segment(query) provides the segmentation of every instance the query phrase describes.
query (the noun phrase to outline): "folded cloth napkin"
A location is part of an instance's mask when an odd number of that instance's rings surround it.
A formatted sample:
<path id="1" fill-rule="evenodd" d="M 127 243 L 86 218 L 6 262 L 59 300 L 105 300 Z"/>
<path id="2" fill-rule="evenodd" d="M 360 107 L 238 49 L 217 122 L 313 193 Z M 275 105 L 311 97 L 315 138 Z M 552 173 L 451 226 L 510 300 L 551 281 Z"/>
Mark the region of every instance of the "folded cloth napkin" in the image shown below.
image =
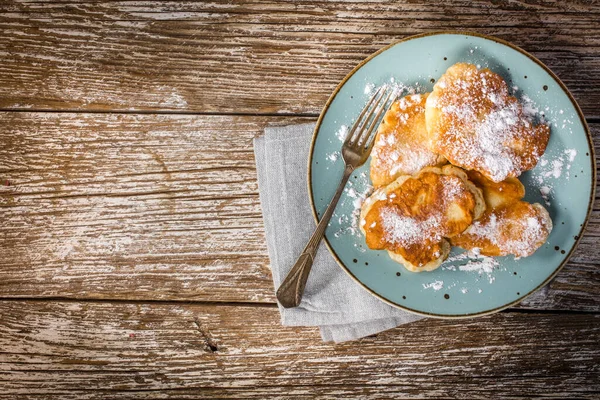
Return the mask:
<path id="1" fill-rule="evenodd" d="M 277 289 L 315 229 L 308 199 L 307 160 L 314 123 L 265 129 L 254 140 L 273 283 Z M 344 342 L 423 317 L 382 302 L 354 282 L 322 244 L 296 308 L 279 305 L 288 326 L 318 326 L 324 341 Z"/>

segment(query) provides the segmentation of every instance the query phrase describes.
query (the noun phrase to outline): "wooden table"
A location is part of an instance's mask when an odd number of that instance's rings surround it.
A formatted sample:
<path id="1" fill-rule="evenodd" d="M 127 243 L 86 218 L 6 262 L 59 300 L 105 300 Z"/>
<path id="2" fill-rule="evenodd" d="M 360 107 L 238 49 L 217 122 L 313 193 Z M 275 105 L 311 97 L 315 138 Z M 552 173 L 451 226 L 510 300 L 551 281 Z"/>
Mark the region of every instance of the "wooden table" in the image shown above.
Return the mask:
<path id="1" fill-rule="evenodd" d="M 598 145 L 596 1 L 2 2 L 0 398 L 600 397 L 598 198 L 518 307 L 341 345 L 280 325 L 252 139 L 441 29 L 533 53 Z"/>

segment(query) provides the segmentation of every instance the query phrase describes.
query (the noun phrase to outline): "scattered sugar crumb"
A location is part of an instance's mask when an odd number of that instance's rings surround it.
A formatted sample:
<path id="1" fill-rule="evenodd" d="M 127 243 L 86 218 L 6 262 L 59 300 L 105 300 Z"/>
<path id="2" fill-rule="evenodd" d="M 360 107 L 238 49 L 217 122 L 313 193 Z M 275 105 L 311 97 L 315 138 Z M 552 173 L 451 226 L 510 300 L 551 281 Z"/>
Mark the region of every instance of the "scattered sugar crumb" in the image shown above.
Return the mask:
<path id="1" fill-rule="evenodd" d="M 547 178 L 549 176 L 552 176 L 554 178 L 560 178 L 560 176 L 562 175 L 562 168 L 564 166 L 562 158 L 552 160 L 551 165 L 552 169 L 544 172 L 544 177 Z"/>
<path id="2" fill-rule="evenodd" d="M 535 183 L 551 188 L 549 179 L 558 179 L 565 173 L 565 178 L 571 178 L 570 169 L 573 161 L 577 157 L 576 149 L 565 149 L 558 155 L 544 154 L 540 159 L 538 166 L 532 172 L 532 178 Z M 548 159 L 550 158 L 550 159 Z"/>
<path id="3" fill-rule="evenodd" d="M 342 125 L 340 126 L 340 129 L 338 129 L 338 131 L 335 133 L 335 136 L 337 136 L 340 142 L 343 142 L 346 140 L 346 136 L 348 136 L 349 131 L 350 130 L 348 129 L 348 126 Z"/>
<path id="4" fill-rule="evenodd" d="M 335 151 L 327 156 L 327 159 L 331 162 L 336 162 L 340 157 L 340 153 Z"/>
<path id="5" fill-rule="evenodd" d="M 552 191 L 552 188 L 549 186 L 540 187 L 540 194 L 542 195 L 542 198 L 544 199 L 544 202 L 546 203 L 547 206 L 550 205 L 550 192 L 551 191 Z"/>
<path id="6" fill-rule="evenodd" d="M 496 259 L 487 256 L 478 256 L 475 260 L 469 260 L 465 265 L 460 265 L 460 271 L 475 271 L 480 275 L 483 273 L 491 274 L 494 269 L 500 265 Z"/>
<path id="7" fill-rule="evenodd" d="M 360 208 L 364 200 L 372 193 L 373 187 L 370 185 L 367 174 L 363 171 L 357 175 L 358 179 L 348 182 L 344 192 L 346 196 L 341 199 L 343 207 L 338 209 L 350 208 L 352 211 L 348 214 L 334 214 L 339 221 L 338 229 L 333 236 L 338 238 L 342 235 L 358 236 L 360 235 L 359 225 L 364 226 L 366 222 L 360 219 Z"/>
<path id="8" fill-rule="evenodd" d="M 466 260 L 468 260 L 467 263 L 463 265 L 447 264 Z M 474 248 L 472 251 L 465 251 L 464 253 L 448 257 L 442 264 L 442 269 L 456 271 L 458 268 L 460 271 L 477 272 L 480 276 L 485 274 L 489 283 L 492 284 L 496 280 L 496 278 L 493 276 L 493 273 L 499 268 L 499 266 L 500 263 L 494 257 L 483 256 L 481 255 L 479 248 Z"/>
<path id="9" fill-rule="evenodd" d="M 577 150 L 575 149 L 566 149 L 565 150 L 565 154 L 567 155 L 567 157 L 569 157 L 569 162 L 573 162 L 575 160 L 575 157 L 577 157 Z"/>
<path id="10" fill-rule="evenodd" d="M 521 96 L 521 103 L 523 105 L 523 114 L 525 114 L 526 117 L 534 119 L 536 115 L 544 115 L 535 102 L 526 94 Z M 545 122 L 544 118 L 540 118 L 540 120 L 540 122 Z"/>
<path id="11" fill-rule="evenodd" d="M 375 84 L 371 83 L 371 82 L 367 83 L 365 85 L 365 94 L 371 94 L 371 93 L 373 93 L 373 89 L 375 89 Z"/>
<path id="12" fill-rule="evenodd" d="M 423 284 L 423 289 L 433 289 L 435 291 L 441 290 L 443 287 L 444 287 L 444 281 L 435 281 L 435 282 Z"/>
<path id="13" fill-rule="evenodd" d="M 365 248 L 362 246 L 359 246 L 358 244 L 354 243 L 354 247 L 356 248 L 356 250 L 358 250 L 359 253 L 364 253 L 366 252 Z"/>
<path id="14" fill-rule="evenodd" d="M 467 289 L 467 288 L 460 288 L 460 291 L 461 291 L 463 294 L 466 294 L 466 293 L 468 293 L 468 292 L 469 292 L 469 289 Z"/>

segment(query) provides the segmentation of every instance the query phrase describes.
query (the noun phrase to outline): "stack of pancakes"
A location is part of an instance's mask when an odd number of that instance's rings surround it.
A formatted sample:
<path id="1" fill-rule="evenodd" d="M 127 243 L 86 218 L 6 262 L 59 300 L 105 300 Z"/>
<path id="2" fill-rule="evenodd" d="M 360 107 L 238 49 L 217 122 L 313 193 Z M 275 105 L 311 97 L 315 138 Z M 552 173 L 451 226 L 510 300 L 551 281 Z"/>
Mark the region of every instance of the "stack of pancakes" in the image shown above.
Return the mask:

------------------------------------------------------------------------

**Exercise objective:** Wherever an image appears, omit it; copy the rest of the records exactly.

**Reply:**
segment(query) provides the segmentation of every instance the query phrase describes.
query (the noun phrase to outline): "folded cloth napkin"
A location is part of an instance's mask when an odd number of that instance's rings surround it.
A formatted sample:
<path id="1" fill-rule="evenodd" d="M 127 243 L 86 218 L 6 262 L 59 300 L 105 300 Z"/>
<path id="2" fill-rule="evenodd" d="M 360 107 L 238 49 L 217 122 L 313 193 Z M 275 105 L 311 97 L 315 138 Z M 552 173 L 451 226 L 510 300 L 551 281 Z"/>
Mark the region of every instance of the "folded cloth napkin" in the image shown below.
image =
Return the mask:
<path id="1" fill-rule="evenodd" d="M 277 289 L 315 229 L 308 199 L 307 160 L 314 123 L 265 129 L 254 140 L 273 283 Z M 344 342 L 423 317 L 382 302 L 354 282 L 322 244 L 296 308 L 279 305 L 288 326 L 318 326 L 324 341 Z"/>

segment(query) provides the segmentation of every instance the query phrase describes.
query (the noun phrase to outline): "wooden table"
A location is part of an instance's mask when an odd number of that instance's rings surround it.
A formatted sample:
<path id="1" fill-rule="evenodd" d="M 127 243 L 86 218 L 6 262 L 59 300 L 105 300 Z"/>
<path id="2" fill-rule="evenodd" d="M 360 107 L 238 49 L 217 122 L 313 193 Z M 275 105 L 311 97 L 315 138 Z M 552 173 L 451 226 L 510 300 L 551 281 Z"/>
Mark the region of every instance of the "wooden table" in the image shown above.
Return the mask:
<path id="1" fill-rule="evenodd" d="M 598 145 L 596 1 L 2 2 L 0 398 L 600 397 L 598 198 L 518 307 L 341 345 L 280 325 L 252 139 L 441 29 L 533 53 Z"/>

segment(query) provides the segmentation of every instance the query phrase describes.
query (the noun phrase to outline): "scattered sugar crumb"
A location is part of an instance's mask when an odd number of that instance's rings surround it.
A formatted sample:
<path id="1" fill-rule="evenodd" d="M 127 243 L 86 218 L 6 262 L 59 300 L 105 300 Z"/>
<path id="2" fill-rule="evenodd" d="M 360 107 L 238 49 L 217 122 L 313 193 Z M 275 105 L 311 97 L 315 138 Z M 552 173 L 451 226 L 510 300 L 551 281 Z"/>
Mark the region of every instance of the "scattered sugar crumb" in the image shown above.
Return the mask:
<path id="1" fill-rule="evenodd" d="M 547 178 L 549 176 L 552 176 L 554 178 L 560 178 L 560 176 L 562 175 L 562 168 L 564 166 L 562 158 L 552 160 L 551 165 L 552 169 L 544 172 L 544 177 Z"/>
<path id="2" fill-rule="evenodd" d="M 535 183 L 551 188 L 549 179 L 558 179 L 565 173 L 565 178 L 571 178 L 570 169 L 573 161 L 577 157 L 576 149 L 565 149 L 558 155 L 544 154 L 540 159 L 538 166 L 532 172 L 532 178 Z M 548 159 L 550 158 L 550 159 Z"/>
<path id="3" fill-rule="evenodd" d="M 342 125 L 340 126 L 340 129 L 338 129 L 338 131 L 335 133 L 335 136 L 337 136 L 340 142 L 343 142 L 346 140 L 346 136 L 348 136 L 349 131 L 350 130 L 348 129 L 348 126 Z"/>
<path id="4" fill-rule="evenodd" d="M 335 151 L 327 156 L 327 159 L 331 162 L 336 162 L 340 157 L 340 153 Z"/>
<path id="5" fill-rule="evenodd" d="M 552 191 L 552 188 L 549 186 L 540 187 L 540 194 L 542 195 L 542 198 L 544 199 L 544 202 L 546 203 L 547 206 L 550 205 L 550 192 L 551 191 Z"/>
<path id="6" fill-rule="evenodd" d="M 496 259 L 487 256 L 478 256 L 475 260 L 469 260 L 465 265 L 460 265 L 460 271 L 475 271 L 480 275 L 483 273 L 491 274 L 494 269 L 500 265 Z"/>
<path id="7" fill-rule="evenodd" d="M 360 208 L 364 200 L 372 193 L 373 187 L 370 185 L 367 174 L 363 171 L 357 175 L 358 179 L 348 182 L 344 192 L 346 196 L 341 199 L 343 207 L 338 209 L 350 208 L 352 211 L 348 214 L 334 214 L 339 221 L 338 229 L 333 236 L 338 238 L 342 235 L 358 236 L 360 235 L 359 225 L 364 226 L 366 222 L 360 219 Z"/>
<path id="8" fill-rule="evenodd" d="M 466 260 L 468 260 L 467 263 L 463 265 L 447 264 Z M 474 248 L 472 251 L 465 251 L 464 253 L 448 257 L 442 264 L 442 269 L 456 271 L 458 268 L 460 271 L 477 272 L 480 276 L 485 274 L 489 283 L 492 284 L 496 280 L 496 278 L 493 276 L 493 273 L 499 268 L 499 266 L 500 263 L 494 257 L 483 256 L 481 255 L 479 248 Z"/>
<path id="9" fill-rule="evenodd" d="M 577 150 L 575 149 L 566 149 L 565 150 L 565 154 L 567 155 L 567 157 L 569 157 L 569 162 L 573 162 L 575 160 L 575 157 L 577 157 Z"/>
<path id="10" fill-rule="evenodd" d="M 521 96 L 521 103 L 523 105 L 523 114 L 525 114 L 526 117 L 534 119 L 536 115 L 544 115 L 535 102 L 526 94 Z M 545 122 L 544 118 L 540 118 L 540 120 L 540 122 Z"/>
<path id="11" fill-rule="evenodd" d="M 375 84 L 371 83 L 371 82 L 367 83 L 365 85 L 365 94 L 371 94 L 371 93 L 373 93 L 373 89 L 375 89 Z"/>
<path id="12" fill-rule="evenodd" d="M 423 284 L 423 289 L 433 289 L 435 291 L 441 290 L 443 287 L 444 287 L 444 281 L 435 281 L 435 282 Z"/>
<path id="13" fill-rule="evenodd" d="M 365 248 L 362 246 L 359 246 L 358 244 L 354 243 L 354 247 L 356 248 L 356 250 L 358 250 L 359 253 L 364 253 L 366 252 Z"/>
<path id="14" fill-rule="evenodd" d="M 467 289 L 467 288 L 460 288 L 460 291 L 461 291 L 463 294 L 466 294 L 466 293 L 468 293 L 468 292 L 469 292 L 469 289 Z"/>

segment(query) provides the segmentation of every instance the query phrase describes.
query (the noun phrase to outline): "stack of pancakes"
A location is part of an instance's mask when an odd number of that instance's rings surround it.
A formatted sample:
<path id="1" fill-rule="evenodd" d="M 127 243 L 86 218 L 6 262 L 59 300 L 105 300 Z"/>
<path id="2" fill-rule="evenodd" d="M 360 107 L 238 49 L 217 122 L 313 193 Z M 275 105 L 311 97 L 315 138 Z M 552 173 L 451 226 L 510 300 L 551 281 Z"/>
Mark the region of every instance of the "stack of pancakes" in the image shown above.
Return the mask:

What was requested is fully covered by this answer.